Charleston 2014 – DRM: A Publisher-Imposed Impediment to Progress, or a Legitimate Defense of Publisher/Author Intellectual Property Rights?

Speaker: Jim Dooley, University of California

<insert very slow and deliberate description of all of the headaches of DRM in the library world>

Speaker: Zac Rolnik, Now Publishers

His company does not use DRM on their content, but they are not open access, either.

They want to control the distribution of their content but also maximize the access to it. Not putting DRM on the content is their solution to that push/pull. They also want the user to have a good experience getting to the content.

Implementing and managing DRM does not come without its own costs, and the benefits in his estimation are not great enough to justify those costs. Some seepage of the content is okay, and occasionally good. It can raise awareness of the content itself.

_PROVIDED MATERIAL_
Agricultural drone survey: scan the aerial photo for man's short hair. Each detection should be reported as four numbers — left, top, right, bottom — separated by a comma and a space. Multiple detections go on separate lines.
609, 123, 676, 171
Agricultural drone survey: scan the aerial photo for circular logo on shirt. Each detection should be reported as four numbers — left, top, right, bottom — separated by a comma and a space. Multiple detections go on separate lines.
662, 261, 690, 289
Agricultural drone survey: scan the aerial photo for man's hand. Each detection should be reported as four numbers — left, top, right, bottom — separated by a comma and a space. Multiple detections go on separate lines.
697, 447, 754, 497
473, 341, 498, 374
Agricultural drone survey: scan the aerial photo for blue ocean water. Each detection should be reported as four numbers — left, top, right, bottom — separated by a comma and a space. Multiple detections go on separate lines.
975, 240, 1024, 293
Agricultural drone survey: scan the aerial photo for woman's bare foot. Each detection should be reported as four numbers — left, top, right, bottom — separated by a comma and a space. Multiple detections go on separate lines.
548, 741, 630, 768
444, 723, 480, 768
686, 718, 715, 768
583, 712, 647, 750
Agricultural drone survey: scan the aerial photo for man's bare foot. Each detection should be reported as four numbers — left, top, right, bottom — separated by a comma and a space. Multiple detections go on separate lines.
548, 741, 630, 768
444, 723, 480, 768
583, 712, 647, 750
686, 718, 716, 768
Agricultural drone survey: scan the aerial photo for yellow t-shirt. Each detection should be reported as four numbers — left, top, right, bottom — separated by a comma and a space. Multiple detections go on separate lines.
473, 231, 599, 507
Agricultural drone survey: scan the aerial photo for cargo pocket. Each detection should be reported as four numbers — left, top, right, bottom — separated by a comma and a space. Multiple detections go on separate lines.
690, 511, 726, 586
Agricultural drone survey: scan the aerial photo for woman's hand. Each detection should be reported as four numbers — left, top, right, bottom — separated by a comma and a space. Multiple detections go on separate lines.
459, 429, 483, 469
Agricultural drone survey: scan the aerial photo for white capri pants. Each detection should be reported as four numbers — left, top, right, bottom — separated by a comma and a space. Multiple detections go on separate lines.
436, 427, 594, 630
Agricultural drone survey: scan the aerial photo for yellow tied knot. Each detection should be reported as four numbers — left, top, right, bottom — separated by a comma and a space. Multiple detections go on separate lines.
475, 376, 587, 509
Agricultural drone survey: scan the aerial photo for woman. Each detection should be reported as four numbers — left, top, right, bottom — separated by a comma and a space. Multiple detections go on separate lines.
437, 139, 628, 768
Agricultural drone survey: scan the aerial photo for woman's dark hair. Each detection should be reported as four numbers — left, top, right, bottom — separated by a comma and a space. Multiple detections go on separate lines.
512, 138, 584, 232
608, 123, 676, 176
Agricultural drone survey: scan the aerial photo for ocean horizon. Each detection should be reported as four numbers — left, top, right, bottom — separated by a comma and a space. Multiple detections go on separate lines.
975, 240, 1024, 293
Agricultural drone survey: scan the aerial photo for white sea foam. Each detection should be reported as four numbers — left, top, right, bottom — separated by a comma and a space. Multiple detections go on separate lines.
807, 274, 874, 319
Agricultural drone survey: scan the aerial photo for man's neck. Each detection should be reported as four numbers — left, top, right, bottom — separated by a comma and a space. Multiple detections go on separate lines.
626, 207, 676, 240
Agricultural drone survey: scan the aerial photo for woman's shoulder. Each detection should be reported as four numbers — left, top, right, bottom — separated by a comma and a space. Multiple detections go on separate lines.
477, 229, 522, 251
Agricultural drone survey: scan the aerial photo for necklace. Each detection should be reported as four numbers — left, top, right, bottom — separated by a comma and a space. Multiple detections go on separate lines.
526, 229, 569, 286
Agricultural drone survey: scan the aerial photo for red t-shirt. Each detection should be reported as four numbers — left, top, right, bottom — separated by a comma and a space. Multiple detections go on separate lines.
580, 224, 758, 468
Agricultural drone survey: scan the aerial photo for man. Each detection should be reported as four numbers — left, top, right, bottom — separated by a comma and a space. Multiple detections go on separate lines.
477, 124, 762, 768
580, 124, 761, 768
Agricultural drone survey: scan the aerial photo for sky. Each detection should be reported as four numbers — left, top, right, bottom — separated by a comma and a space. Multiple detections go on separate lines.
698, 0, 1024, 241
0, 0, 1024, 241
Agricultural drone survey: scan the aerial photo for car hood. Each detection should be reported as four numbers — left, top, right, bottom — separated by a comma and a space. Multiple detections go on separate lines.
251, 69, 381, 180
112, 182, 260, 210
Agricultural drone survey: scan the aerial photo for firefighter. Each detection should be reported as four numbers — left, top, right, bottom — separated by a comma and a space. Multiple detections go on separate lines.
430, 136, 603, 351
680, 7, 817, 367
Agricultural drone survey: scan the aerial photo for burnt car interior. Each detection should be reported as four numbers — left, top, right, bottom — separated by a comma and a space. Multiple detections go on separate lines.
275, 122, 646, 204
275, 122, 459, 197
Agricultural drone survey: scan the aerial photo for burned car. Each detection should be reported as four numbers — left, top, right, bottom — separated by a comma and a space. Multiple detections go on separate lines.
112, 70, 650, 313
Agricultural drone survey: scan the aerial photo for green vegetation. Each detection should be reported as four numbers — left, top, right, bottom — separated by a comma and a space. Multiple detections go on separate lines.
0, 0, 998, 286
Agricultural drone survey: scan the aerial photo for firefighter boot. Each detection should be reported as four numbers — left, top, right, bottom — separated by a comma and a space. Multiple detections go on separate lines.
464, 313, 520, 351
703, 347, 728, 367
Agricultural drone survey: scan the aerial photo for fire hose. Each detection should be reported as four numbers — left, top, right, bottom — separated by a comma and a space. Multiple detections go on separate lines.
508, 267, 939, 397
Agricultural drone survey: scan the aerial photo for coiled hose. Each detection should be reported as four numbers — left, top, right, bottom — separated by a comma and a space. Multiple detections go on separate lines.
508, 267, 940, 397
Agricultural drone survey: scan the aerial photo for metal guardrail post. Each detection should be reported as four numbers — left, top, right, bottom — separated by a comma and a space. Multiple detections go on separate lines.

_WORK TO COMPLETE_
Reproduce the full text on the Charleston 2014 DRM session word for word, with nothing added or changed.

_ANSWER_
Charleston 2014 – DRM: A Publisher-Imposed Impediment to Progress, or a Legitimate Defense of Publisher/Author Intellectual Property Rights?

Speaker: Jim Dooley, University of California

<insert very slow and deliberate description of all of the headaches of DRM in the library world>

Speaker: Zac Rolnik, Now Publishers

His company does not use DRM on their content, but they are not open access, either.

They want to control the distribution of their content but also maximize the access to it. Not putting DRM on the content is their solution to that push/pull. They also want the user to have a good experience getting to the content.

Implementing and managing DRM does not come without its own costs, and the benefits in his estimation are not great enough to justify those costs. Some seepage of the content is okay, and occasionally good. It can raise awareness of the content itself.